### Textauszug
--------------------

Axel Eggebrecht (eigtl. Axel Constantin August Eggebrecht)
Journalist, Schriftsteller und Drehbuchautor


Geb: 10. 1. 1899 in Leipzig
Gest. 14.7. 1991 in Hamburg


Lange vor anderen berühmten kommunistischen Genossen hatte Axel Eggebrecht hellsichtig mit der KPD gebrochen. Mit 21 Jahren war er Mitglied der Kommunistischen Partei Deutschlands geworden. Nach fünf Jahren und zunehmender Kritik an dieser Ideologie trat er, angewidert auch von Intrigen, aus der Partei aus. Das bewahrte ihn dennoch nicht vor der Verfolgung durch die Nationalsozialisten, die ihn 1933 mit Berufsverbot belegten, zeitweise ins Gefängnis steckten und im KZ Hainwalde einsperrten. Mühsam überlebte er das NS-Regime. Nach dem Zweiten Weltkriegs war Axel Eggebrecht am Aufbau des Nordwestdeutschen Rundfunks (NWDR) beteiligt. Ganze Generationen von Rundfunkjournalisten hat dieser ehemalige Anarchist und spätere Radikaldemokrat geprägt. Für viele wurde er zum Vorbild.

--------------------

Einträge zur Annotation mit Begrenzungsrahmen:

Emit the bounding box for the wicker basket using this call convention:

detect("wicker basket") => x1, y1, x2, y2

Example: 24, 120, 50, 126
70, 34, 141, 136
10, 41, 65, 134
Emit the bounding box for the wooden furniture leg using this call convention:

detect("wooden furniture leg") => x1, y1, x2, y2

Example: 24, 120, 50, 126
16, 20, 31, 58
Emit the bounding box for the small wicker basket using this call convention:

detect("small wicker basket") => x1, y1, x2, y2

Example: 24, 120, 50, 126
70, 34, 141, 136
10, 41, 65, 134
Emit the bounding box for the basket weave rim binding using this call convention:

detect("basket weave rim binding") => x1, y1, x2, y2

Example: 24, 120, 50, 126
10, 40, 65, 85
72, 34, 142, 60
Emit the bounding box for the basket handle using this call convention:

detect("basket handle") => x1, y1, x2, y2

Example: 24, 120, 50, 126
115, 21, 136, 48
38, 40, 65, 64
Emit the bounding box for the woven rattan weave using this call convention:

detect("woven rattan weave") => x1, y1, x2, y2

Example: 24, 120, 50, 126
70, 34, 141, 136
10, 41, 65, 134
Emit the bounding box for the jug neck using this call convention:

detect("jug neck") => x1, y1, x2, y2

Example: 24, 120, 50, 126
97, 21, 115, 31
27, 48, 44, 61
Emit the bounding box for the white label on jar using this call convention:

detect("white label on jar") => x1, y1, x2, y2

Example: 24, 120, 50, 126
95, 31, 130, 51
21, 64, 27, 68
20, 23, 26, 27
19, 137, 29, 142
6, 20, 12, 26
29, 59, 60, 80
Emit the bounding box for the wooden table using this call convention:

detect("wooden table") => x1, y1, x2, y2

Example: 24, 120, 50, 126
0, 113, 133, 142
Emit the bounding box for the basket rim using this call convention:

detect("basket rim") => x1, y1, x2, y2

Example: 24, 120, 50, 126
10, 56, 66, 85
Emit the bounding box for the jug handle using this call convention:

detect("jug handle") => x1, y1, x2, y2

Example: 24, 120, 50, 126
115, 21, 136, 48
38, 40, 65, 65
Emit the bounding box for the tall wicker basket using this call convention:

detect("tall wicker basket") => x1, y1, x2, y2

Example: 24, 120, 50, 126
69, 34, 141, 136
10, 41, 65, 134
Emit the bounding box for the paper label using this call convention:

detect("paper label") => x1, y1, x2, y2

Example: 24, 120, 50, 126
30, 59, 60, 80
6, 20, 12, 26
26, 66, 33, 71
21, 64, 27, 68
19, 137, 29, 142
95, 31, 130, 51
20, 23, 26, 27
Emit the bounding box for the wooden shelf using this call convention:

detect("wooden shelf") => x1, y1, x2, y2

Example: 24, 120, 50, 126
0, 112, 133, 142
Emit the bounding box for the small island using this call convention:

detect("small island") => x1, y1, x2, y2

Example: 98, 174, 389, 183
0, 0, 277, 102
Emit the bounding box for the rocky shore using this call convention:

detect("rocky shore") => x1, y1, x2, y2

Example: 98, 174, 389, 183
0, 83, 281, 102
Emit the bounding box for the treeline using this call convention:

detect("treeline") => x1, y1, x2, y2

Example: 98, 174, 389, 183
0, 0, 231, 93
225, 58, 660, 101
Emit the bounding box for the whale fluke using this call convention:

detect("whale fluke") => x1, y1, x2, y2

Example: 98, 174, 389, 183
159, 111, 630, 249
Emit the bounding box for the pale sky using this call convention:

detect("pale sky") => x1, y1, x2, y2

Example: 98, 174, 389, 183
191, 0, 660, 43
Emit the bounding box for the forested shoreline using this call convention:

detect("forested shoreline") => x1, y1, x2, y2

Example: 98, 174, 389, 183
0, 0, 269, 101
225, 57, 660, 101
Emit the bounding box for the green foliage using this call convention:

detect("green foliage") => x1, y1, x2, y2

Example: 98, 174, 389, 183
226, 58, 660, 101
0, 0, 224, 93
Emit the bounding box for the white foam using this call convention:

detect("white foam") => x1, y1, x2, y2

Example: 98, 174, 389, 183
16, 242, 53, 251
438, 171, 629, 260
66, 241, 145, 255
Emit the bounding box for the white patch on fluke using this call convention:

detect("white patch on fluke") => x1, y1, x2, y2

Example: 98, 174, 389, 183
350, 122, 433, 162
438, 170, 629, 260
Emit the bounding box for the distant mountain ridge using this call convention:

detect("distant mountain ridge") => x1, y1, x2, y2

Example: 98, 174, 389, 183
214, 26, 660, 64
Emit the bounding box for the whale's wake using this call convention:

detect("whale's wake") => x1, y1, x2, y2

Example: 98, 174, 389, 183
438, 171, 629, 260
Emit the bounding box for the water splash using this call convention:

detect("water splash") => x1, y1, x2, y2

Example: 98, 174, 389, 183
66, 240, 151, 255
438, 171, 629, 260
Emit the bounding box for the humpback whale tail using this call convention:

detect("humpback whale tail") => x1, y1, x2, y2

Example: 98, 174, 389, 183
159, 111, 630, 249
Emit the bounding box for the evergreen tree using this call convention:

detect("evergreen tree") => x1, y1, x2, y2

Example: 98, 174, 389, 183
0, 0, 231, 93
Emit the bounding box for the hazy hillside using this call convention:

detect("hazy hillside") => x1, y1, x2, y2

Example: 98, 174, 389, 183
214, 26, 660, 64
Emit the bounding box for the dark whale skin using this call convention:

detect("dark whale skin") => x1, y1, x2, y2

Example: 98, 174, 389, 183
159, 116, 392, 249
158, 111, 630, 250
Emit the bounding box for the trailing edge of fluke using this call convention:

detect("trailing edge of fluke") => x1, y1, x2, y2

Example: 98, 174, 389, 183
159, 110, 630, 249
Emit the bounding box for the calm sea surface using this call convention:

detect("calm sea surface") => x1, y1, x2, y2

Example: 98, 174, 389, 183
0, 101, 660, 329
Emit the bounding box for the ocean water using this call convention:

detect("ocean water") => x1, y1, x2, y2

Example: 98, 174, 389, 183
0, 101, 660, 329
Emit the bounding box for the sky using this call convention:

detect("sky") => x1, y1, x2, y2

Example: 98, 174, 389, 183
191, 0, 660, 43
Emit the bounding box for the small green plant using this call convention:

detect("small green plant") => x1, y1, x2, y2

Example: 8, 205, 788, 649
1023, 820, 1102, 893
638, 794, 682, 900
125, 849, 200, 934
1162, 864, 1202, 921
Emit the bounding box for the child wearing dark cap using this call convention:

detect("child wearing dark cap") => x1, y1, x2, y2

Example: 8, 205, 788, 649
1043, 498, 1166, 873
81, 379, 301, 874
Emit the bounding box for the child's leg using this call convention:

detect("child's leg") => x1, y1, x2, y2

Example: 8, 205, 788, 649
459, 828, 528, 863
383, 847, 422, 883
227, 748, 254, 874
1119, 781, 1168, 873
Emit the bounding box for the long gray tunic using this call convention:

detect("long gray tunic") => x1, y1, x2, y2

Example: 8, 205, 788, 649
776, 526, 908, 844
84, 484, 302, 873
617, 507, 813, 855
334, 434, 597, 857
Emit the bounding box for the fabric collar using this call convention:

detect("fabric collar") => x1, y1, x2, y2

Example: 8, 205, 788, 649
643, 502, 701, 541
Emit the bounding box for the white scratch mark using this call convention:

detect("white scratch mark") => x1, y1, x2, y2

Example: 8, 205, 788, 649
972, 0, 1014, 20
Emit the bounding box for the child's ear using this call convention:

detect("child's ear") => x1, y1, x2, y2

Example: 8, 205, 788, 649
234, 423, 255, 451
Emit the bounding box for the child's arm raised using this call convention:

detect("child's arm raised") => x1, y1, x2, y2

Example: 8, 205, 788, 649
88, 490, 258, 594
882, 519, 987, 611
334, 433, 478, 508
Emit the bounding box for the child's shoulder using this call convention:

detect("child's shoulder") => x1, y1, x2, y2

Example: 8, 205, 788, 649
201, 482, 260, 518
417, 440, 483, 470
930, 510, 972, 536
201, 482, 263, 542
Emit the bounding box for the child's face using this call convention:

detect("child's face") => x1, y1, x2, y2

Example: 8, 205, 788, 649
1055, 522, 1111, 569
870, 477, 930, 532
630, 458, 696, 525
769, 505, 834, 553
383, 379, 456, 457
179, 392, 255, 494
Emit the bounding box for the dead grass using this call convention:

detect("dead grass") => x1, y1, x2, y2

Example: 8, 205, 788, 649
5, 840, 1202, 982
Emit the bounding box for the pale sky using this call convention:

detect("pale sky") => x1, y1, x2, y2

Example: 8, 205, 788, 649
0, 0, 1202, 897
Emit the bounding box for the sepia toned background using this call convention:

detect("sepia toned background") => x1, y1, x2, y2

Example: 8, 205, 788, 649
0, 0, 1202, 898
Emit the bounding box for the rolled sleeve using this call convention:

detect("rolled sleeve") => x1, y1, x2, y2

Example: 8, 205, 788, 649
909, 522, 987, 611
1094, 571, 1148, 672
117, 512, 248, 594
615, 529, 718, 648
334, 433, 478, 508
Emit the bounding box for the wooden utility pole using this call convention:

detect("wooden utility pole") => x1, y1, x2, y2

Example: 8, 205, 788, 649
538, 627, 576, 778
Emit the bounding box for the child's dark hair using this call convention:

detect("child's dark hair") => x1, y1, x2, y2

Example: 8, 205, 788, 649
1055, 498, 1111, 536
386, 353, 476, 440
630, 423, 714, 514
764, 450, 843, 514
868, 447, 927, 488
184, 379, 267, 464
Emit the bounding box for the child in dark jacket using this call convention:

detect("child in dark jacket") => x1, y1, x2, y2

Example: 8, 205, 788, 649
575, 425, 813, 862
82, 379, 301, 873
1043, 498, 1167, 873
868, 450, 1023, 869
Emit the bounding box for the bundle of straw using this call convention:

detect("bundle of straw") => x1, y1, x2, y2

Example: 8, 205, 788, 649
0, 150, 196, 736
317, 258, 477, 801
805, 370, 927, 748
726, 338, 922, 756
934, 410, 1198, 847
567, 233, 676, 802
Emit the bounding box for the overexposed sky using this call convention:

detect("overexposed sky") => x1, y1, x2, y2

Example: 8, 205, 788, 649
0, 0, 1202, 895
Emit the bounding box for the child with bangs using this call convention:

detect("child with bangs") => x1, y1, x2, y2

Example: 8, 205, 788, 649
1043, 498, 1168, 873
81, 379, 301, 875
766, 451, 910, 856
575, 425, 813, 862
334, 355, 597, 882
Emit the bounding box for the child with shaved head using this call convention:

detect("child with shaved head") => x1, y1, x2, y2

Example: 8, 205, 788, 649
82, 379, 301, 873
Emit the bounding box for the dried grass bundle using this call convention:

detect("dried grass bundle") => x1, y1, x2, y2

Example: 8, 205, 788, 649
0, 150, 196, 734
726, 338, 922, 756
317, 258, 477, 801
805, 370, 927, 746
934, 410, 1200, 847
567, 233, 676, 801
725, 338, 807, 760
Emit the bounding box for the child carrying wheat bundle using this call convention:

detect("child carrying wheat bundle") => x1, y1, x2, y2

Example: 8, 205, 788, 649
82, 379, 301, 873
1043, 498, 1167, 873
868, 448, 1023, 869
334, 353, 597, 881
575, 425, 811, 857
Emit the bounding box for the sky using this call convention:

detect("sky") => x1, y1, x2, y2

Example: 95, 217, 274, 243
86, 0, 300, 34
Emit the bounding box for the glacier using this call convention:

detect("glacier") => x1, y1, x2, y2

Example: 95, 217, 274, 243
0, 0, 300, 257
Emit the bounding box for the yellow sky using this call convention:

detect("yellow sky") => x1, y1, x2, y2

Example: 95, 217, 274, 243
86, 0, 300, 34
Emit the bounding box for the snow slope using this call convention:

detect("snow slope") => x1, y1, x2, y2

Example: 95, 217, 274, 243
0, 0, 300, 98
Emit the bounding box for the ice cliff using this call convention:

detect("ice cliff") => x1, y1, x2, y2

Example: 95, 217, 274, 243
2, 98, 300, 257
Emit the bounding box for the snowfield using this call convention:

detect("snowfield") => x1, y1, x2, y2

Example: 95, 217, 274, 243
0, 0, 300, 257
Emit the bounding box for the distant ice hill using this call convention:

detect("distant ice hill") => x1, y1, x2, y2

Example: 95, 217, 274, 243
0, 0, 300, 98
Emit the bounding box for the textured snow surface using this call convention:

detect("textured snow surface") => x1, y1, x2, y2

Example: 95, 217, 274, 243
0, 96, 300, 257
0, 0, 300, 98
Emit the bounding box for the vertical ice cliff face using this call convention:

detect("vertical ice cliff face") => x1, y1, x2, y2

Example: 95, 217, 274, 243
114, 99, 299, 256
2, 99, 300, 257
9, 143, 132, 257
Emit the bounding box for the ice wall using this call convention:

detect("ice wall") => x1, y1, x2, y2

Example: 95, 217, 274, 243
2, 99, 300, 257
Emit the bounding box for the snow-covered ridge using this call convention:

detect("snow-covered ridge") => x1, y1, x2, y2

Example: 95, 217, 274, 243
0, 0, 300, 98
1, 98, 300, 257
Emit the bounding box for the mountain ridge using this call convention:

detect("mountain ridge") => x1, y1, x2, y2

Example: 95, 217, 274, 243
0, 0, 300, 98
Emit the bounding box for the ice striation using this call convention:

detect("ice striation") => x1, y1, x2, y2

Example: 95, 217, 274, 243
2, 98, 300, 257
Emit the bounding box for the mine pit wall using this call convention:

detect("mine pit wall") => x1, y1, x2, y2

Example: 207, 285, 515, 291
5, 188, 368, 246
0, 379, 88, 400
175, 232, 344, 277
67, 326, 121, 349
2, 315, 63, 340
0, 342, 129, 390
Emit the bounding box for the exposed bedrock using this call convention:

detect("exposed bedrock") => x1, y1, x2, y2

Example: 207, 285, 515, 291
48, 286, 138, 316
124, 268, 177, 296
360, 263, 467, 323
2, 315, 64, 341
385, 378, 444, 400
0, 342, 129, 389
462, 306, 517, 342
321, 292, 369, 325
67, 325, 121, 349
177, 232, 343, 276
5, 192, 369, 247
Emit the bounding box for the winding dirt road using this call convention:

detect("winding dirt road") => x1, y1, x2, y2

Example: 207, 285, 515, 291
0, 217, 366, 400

--------------------

### Zu erledigen
Kannst du aus dem Text über Axel Eggebrecht die Stelle wortgetreu wiedergeben, die mit den Worten „Lange vor anderen“ beginnt und mit „er zum Vorbild.“ endet?

### Vollständige Antwort
Lange vor anderen berühmten kommunistischen Genossen hatte Axel Eggebrecht hellsichtig mit der KPD gebrochen. Mit 21 Jahren war er Mitglied der Kommunistischen Partei Deutschlands geworden. Nach fünf Jahren und zunehmender Kritik an dieser Ideologie trat er, angewidert auch von Intrigen, aus der Partei aus. Das bewahrte ihn dennoch nicht vor der Verfolgung durch die Nationalsozialisten, die ihn 1933 mit Berufsverbot belegten, zeitweise ins Gefängnis steckten und im KZ Hainwalde einsperrten. Mühsam überlebte er das NS-Regime. Nach dem Zweiten Weltkriegs war Axel Eggebrecht am Aufbau des Nordwestdeutschen Rundfunks (NWDR) beteiligt. Ganze Generationen von Rundfunkjournalisten hat dieser ehemalige Anarchist und spätere Radikaldemokrat geprägt. Für viele wurde er zum Vorbild.